» **STORED ROWS**:
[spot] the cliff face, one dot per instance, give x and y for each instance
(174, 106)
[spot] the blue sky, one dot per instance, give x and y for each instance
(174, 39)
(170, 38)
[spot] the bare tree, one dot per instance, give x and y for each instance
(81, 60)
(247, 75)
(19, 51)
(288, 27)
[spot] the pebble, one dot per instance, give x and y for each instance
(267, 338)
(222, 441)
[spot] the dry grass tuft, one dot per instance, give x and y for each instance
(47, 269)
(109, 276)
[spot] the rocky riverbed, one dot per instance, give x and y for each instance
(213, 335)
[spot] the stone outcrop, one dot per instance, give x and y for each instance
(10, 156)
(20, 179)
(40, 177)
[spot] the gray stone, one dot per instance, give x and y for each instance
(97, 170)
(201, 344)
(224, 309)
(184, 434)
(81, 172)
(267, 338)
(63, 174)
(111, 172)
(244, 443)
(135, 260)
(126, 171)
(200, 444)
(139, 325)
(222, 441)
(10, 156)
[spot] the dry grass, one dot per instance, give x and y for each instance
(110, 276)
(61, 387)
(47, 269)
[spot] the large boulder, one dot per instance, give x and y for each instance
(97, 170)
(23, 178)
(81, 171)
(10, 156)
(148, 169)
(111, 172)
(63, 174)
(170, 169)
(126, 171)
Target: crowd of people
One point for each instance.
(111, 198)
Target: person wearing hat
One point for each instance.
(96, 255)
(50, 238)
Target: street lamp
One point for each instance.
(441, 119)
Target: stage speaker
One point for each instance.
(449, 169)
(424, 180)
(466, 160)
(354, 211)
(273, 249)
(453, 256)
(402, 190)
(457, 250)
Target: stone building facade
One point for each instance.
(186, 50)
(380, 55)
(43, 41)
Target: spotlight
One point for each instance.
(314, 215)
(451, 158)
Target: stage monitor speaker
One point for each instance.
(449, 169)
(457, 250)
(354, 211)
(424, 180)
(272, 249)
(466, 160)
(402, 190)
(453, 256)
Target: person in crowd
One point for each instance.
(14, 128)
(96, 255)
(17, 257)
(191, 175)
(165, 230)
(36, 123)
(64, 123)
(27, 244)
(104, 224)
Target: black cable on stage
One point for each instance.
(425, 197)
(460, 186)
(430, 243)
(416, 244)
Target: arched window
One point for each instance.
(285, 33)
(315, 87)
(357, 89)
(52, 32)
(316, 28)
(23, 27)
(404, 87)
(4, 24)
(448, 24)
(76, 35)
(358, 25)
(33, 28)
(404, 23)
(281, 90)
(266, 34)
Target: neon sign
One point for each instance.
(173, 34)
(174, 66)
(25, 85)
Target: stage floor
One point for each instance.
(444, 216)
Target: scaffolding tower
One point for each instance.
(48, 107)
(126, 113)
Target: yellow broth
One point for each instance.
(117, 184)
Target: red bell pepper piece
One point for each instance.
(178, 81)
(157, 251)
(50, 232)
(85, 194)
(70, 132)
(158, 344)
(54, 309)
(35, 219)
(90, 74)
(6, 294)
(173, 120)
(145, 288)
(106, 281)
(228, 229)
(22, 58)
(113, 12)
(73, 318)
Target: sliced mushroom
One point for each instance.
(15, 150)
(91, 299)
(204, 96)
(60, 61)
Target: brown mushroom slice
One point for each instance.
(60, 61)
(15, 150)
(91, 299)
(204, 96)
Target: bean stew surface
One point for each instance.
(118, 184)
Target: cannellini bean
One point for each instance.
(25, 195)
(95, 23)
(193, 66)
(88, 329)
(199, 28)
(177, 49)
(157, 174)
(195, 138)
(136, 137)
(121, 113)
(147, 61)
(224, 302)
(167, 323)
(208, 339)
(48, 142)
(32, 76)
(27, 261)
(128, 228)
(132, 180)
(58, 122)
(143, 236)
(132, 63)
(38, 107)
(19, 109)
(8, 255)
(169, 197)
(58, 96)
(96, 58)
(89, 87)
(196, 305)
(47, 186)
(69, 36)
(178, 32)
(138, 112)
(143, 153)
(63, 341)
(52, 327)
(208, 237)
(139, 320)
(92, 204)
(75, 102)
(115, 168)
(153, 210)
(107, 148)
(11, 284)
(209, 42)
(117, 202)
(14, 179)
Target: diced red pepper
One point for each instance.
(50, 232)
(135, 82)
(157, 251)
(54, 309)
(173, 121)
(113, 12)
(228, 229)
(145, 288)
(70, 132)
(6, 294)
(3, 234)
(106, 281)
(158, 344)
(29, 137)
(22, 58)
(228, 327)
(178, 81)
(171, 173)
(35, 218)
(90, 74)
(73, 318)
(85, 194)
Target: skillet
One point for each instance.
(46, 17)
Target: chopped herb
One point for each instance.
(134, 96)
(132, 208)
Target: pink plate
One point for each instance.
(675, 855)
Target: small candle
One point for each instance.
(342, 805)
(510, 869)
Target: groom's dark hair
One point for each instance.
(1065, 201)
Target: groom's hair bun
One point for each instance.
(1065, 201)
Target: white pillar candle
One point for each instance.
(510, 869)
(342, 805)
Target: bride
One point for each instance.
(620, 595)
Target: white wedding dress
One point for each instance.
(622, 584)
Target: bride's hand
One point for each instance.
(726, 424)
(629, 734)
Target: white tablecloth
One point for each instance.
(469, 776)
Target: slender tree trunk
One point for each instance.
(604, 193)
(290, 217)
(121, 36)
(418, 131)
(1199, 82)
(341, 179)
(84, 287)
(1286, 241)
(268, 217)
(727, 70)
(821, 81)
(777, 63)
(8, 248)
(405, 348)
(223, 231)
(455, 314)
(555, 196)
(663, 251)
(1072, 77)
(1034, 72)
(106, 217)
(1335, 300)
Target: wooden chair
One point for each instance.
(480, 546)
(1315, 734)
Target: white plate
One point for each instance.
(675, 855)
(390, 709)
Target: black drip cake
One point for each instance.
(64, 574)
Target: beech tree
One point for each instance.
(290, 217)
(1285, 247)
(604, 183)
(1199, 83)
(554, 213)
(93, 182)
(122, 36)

» **GIVEN TASK**: Extract every line from the one with "Target: brown mushroom slice" down to the final line above, both included, exactly as written.

» **TASK ANSWER**:
Target: brown mushroom slice
One point for each instance.
(60, 61)
(15, 150)
(91, 299)
(204, 96)
Target: bean stew surface
One point for each instance.
(118, 184)
Target: cannellini bean
One point for each instance.
(25, 195)
(95, 23)
(193, 66)
(88, 329)
(199, 28)
(177, 49)
(157, 174)
(195, 138)
(136, 137)
(121, 113)
(147, 61)
(224, 302)
(167, 323)
(208, 339)
(48, 142)
(32, 76)
(27, 261)
(128, 228)
(132, 180)
(58, 122)
(143, 236)
(132, 63)
(38, 107)
(19, 109)
(8, 255)
(169, 197)
(58, 96)
(96, 58)
(89, 87)
(196, 305)
(47, 186)
(69, 36)
(178, 32)
(138, 112)
(143, 153)
(63, 341)
(52, 327)
(208, 237)
(139, 320)
(92, 204)
(75, 102)
(115, 168)
(153, 210)
(107, 148)
(11, 284)
(209, 42)
(117, 202)
(14, 179)
Target: diced red pepper
One point for each instance.
(50, 232)
(135, 82)
(157, 251)
(54, 309)
(173, 121)
(113, 12)
(228, 229)
(145, 288)
(70, 132)
(6, 294)
(3, 234)
(106, 281)
(158, 344)
(29, 137)
(22, 58)
(228, 327)
(178, 81)
(171, 173)
(35, 218)
(90, 74)
(73, 318)
(85, 194)
Target: skillet
One point for each instance.
(46, 17)
Target: chopped herb
One point for each instance.
(134, 96)
(132, 208)
Target: pink plate
One point for each instance.
(675, 855)
Target: small candle
One point for each instance.
(342, 805)
(510, 869)
Target: groom's dark hair
One point for each instance.
(1065, 201)
Target: groom's hair bun
One point for each instance.
(1065, 201)
Target: white pillar candle
One point for each instance.
(510, 869)
(342, 805)
Target: bride
One point for each instance.
(620, 595)
Target: white wedding dress
One point for each instance.
(622, 584)
Target: bride's hand
One point for each instance.
(726, 424)
(629, 734)
Target: white tablecloth
One point for each instance.
(469, 776)
Target: slender tree trunk
One point for each instance.
(604, 193)
(290, 217)
(121, 36)
(418, 131)
(1199, 82)
(341, 179)
(84, 287)
(1286, 241)
(268, 217)
(727, 70)
(821, 81)
(777, 63)
(8, 248)
(405, 348)
(223, 231)
(455, 314)
(555, 196)
(663, 251)
(1072, 77)
(1034, 72)
(106, 217)
(1335, 300)
Target: wooden chair
One point for each instance.
(480, 546)
(1315, 734)
Target: white plate
One point for each instance.
(675, 855)
(390, 709)
Target: black drip cake
One point for each instance.
(64, 574)
Target: beech tree
One point for each instance.
(290, 217)
(1285, 247)
(604, 183)
(1199, 83)
(554, 213)
(93, 182)
(122, 36)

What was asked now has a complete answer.